■ EXERCISE 1 ■
Write out the stretch of the AI governance article from "Artificial intelligence (AI)" through "security, and legitimacy.", word for word.
■ EXERCISE 2 ■
Answer these from the AI governance article:
(a) What date does the article carry?
(b) Where was Siwei Huang previously a researcher?
(c) Through what does the EU's strategy seek to exercise normative leadership?
■ EXERCISE 3 ■
Extend the article on AI governance for Asia-Pacific middle powers, picking up after its final sentence.

■ PASSAGE ■

===============

Securing Agency and Managing Trade-offs in the Age of AI: Strategic Choices for Asia-Pacific Middle Powers

2026-01-27
Siwei Huang on the policy challenges facing the region as the US, EU, and China forge different AI governance frameworks.

Author

Siwei Huang

Center for Asia-Pacific Resilience and Innovation

Biography

Siwei Huang is director of engagement of the Center for Asia-Pacific Resilience and Innovation (CAPRI), where he leads engagement initiatives with diverse stakeholders worldwide based on CAPRI’s interdisciplinary policy research. He also publishes interdisciplinary research and commentary in English and Chinese on energy policy, trade relationships, and supply chain management in East Asia; internationalization and health system policy in Taiwan; Taiwanese electoral politics, and the evolution of identity in Taiwan and Hong Kong. Previously, Siwei was a researcher at the Education University of Hong Kong. He holds a master’s in global political economy from the Chinese University of Hong Kong and a bachelor’s in applied economics from Hong Kong Baptist University.

Artificial intelligence (AI) leadership, in terms of both R&D advancement and setting the rules of AI adoption and utilization, is increasingly shaped not only by technological breakthroughs but by control over platforms, foundation models, and the governance frameworks that determine how AI is developed, deployed, and regulated. As AI systems diffuse rapidly across economies and societies, governance choices are becoming inseparable from questions of competitiveness, security, and legitimacy.

Globally, the AI development and governance landscape is consolidating around three distinct approaches: a market-led, firm-driven model centered on proprietary innovation in the US; a regulation-first strategy in the EU that seeks to exercise normative leadership through standard-setting and accountability; and a state-coordinated approach in China that combines rapid innovation, open-source experimentation, and centralized oversight. The middle powers of the Asia Pacific—notably Japan, South Korea, Taiwan, the ASEAN economies, and Australia—operate under markedly different constraints: They lack the hyperscale digital platforms of US technology firms, the supranational regulatory authority of the EU, and the strong state capacity of China. Yet these middle powers are deeply embedded in global AI supply chains and increasingly exposed to the economic, security, and societal consequences of AI deployment. For these economies, AI is not only a technological issue but also a test of institutional capacity.

===============

■ DATA EXTRACT ■
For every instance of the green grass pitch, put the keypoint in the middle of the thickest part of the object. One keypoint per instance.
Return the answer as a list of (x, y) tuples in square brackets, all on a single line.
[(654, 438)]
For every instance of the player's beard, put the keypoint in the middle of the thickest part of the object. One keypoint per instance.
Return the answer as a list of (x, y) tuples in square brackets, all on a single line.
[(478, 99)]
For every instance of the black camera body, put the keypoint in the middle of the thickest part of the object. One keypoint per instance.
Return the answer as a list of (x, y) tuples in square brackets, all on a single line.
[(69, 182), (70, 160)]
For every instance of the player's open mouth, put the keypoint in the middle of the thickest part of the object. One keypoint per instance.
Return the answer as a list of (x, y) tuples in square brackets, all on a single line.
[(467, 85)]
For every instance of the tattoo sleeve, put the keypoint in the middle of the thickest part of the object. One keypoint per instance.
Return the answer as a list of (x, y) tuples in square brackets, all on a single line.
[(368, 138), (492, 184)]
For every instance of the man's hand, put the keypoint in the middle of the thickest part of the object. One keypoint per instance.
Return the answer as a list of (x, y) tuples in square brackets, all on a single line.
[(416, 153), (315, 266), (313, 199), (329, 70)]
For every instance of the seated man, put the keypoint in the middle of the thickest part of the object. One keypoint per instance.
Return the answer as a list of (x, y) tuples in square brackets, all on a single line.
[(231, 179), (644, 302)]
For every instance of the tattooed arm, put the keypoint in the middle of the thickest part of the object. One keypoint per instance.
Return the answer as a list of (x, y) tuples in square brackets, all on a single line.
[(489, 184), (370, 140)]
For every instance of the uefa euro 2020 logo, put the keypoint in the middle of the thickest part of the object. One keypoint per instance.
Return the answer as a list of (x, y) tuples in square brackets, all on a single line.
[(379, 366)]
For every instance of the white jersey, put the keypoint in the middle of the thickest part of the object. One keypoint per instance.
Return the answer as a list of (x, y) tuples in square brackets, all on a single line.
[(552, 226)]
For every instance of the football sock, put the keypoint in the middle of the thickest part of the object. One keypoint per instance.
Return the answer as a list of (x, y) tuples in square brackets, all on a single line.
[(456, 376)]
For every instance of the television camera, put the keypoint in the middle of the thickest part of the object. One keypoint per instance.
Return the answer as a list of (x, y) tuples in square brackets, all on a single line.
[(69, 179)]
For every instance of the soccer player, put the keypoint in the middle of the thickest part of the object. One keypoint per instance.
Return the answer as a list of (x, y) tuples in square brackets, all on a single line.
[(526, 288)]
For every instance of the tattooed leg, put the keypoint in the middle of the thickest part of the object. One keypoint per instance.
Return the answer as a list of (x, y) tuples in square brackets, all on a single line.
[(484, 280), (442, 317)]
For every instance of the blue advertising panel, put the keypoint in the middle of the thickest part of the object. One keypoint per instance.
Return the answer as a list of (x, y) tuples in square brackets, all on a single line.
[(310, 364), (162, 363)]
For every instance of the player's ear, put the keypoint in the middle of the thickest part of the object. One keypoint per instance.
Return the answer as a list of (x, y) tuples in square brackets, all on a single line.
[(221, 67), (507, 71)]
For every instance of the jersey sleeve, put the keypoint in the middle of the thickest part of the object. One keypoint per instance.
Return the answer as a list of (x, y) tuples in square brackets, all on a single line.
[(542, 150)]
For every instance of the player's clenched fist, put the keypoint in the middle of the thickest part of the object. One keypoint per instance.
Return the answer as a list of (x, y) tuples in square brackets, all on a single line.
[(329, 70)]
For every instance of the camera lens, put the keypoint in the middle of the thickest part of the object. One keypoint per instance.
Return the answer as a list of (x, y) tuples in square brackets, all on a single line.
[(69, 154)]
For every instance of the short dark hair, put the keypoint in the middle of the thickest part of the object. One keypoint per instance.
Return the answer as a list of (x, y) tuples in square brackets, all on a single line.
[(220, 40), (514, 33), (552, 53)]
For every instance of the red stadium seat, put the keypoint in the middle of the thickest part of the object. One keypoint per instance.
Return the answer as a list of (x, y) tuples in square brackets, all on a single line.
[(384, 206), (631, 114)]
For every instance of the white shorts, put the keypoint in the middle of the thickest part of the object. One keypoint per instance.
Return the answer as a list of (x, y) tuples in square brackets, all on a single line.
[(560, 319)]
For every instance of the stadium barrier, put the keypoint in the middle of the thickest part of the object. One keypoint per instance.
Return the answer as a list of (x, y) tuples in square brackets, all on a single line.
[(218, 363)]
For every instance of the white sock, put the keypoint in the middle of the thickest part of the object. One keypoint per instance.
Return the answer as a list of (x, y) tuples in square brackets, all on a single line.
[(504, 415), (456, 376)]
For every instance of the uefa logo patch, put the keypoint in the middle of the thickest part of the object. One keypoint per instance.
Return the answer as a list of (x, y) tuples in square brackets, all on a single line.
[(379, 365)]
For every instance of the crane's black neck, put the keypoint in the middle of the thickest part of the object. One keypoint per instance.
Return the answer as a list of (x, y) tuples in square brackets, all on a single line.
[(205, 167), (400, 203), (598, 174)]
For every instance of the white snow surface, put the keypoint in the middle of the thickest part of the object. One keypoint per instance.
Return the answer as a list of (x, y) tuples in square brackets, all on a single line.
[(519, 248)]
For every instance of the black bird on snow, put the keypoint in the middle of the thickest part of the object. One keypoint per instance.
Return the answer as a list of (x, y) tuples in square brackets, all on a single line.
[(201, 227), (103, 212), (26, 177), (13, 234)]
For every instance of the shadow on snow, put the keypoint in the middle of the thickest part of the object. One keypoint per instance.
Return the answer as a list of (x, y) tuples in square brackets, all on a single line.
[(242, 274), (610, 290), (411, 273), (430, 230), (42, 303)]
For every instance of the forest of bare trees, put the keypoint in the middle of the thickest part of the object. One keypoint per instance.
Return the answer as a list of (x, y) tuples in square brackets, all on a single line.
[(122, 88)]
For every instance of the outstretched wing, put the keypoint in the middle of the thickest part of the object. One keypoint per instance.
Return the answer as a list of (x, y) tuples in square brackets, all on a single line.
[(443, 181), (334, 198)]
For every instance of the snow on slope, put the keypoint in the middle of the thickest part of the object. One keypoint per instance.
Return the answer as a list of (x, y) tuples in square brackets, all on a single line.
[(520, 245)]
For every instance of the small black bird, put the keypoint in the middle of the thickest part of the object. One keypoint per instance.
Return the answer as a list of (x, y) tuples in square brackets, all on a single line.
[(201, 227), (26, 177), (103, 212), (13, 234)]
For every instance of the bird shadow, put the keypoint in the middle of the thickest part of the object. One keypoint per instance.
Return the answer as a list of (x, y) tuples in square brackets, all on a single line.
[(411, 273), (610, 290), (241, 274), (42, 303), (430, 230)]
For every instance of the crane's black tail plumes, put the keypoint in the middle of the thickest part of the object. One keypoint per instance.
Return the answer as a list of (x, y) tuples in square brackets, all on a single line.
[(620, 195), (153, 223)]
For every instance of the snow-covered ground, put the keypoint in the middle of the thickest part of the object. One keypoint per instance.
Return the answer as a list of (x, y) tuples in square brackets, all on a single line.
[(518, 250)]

===============

■ TASK RESPONSE 1 ■
Artificial intelligence (AI) leadership, in terms of both R&D advancement and setting the rules of AI adoption and utilization, is increasingly shaped not only by technological breakthroughs but by control over platforms, foundation models, and the governance frameworks that determine how AI is developed, deployed, and regulated. As AI systems diffuse rapidly across economies and societies, governance choices are becoming inseparable from questions of competitiveness, security, and legitimacy.

■ TASK RESPONSE 2 ■
(a) 2026-01-27
(b) The Education University of Hong Kong
(c) Standard-setting and accountability

■ TASK RESPONSE 3 ■
The challenges posed by AI are forcing policymakers worldwide to revisit longstanding questions about how societies drive innovation while managing its consequences—but under conditions of unprecedented technological speed. How can Asia-Pacific middle powers carve out a distinct path that prioritizes application-driven innovation while creating flexible yet credible governance models capable of managing the trade-offs among growth, risk, and dependence? Diverging pathways toward AI resilience in the Asia Pacific can be understood along three interrelated dimensions: strategic goal setting, innovation ecosystems, and governance design. Rather than prescribing policy solutions to contentious debates, this analysis poses key questions that public- and private-sector stakeholders must confront as the global AI landscape evolves.

AI governance archetypes: the US, EU, and China

The emerging global AI order is not converging on a single governance framework. Instead, three archetypal approaches to aligning AI innovation strategies with broader political, economic, and strategic priorities have emerged. These models define the external environment within which Asia-Pacific middle powers must make their own choices.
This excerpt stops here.